Rare-Plane Detective grew in Gulfport, Mississippi but in October 2006 the operation moved to Las Vegas where Jeff’s wife Kathy worked in the corporate relations area of the MGM/ Mirage Group. Kathy’s job fell victim to corporate downsizing earlier this year and at present she is helping Jeff in the warehouse.

One job she patiently attends to is wiping dust from 2000 little plastic bags of Aeroclub white metal parts.

 

Jeff and Kathy Garrity - Mr and Mrs Rare-Plane Detective


“Dust is our biggest enemy in Las Vegas” Jeff says. “It gets on to everything. We have to wipe and clean down every kit we get”.

Dust, and an economic downturn have clouded the business market a little.

“Back in the 80s a recession was good because it made people build models which made them feel good. Now, with the banks, the stock markets, the global tightening, gas ( petrol) prices…. I’m seeing business is down at the model shows, it’s a more difficult environment.

“But the hobby is still in good heart. My prices are a good alternative to new kit prices, maybe 40 to 50% of newer kit prices and in tight economic times that’s an advantage.

He funds all purchases from his own pocket and expects to spend between $US60,000 to $US70,000 this year on buying model collections.

“I know what a kit is worth by what I know I can get for it. I have had people with 200 to 300 kits who want $10,000 for their models, because they think they are worth gold.
#####
- Exercises -
- a) Return the part of the Rare-Plane Detective passage that opens with the words containing "Jeff and Kathy" and closes with "market a little.".
- b) According to the Rare-Plane Detective passage, how much does Jeff expect to spend this year on buying model collections?
- c) Shorten the paragraph of the Rare-Plane Detective passage that starts "Rare-Plane Detective grew in Gulfport," keeping its main facts.
Use only the Rare-Plane Detective passage to complete these.

- Referring expression data -
#####
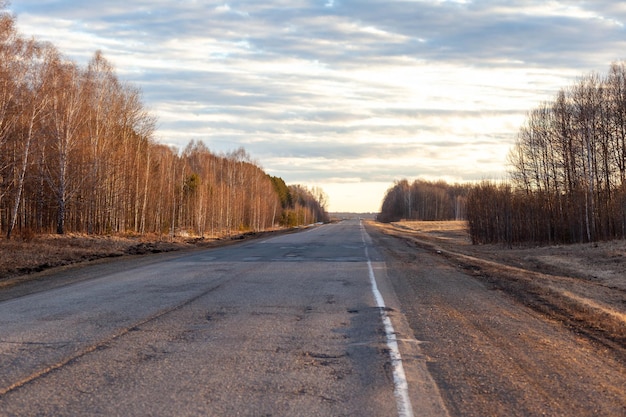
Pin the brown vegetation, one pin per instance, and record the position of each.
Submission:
(568, 179)
(77, 155)
(424, 200)
(581, 285)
#####
- Answers for the tasks -
- a)
Jeff and Kathy Garrity - Mr and Mrs Rare-Plane Detective


“Dust is our biggest enemy in Las Vegas” Jeff says. “It gets on to everything. We have to wipe and clean down every kit we get”.

Dust, and an economic downturn have clouded the business market a little.

- b) Between $US60,000 and $US70,000.

- c) Rare-Plane Detective started in Gulfport, Mississippi, and moved to Las Vegas in October 2006, where Jeff's wife Kathy worked in corporate relations for the MGM/ Mirage Group. She lost that job to downsizing earlier this year and now helps Jeff in the warehouse.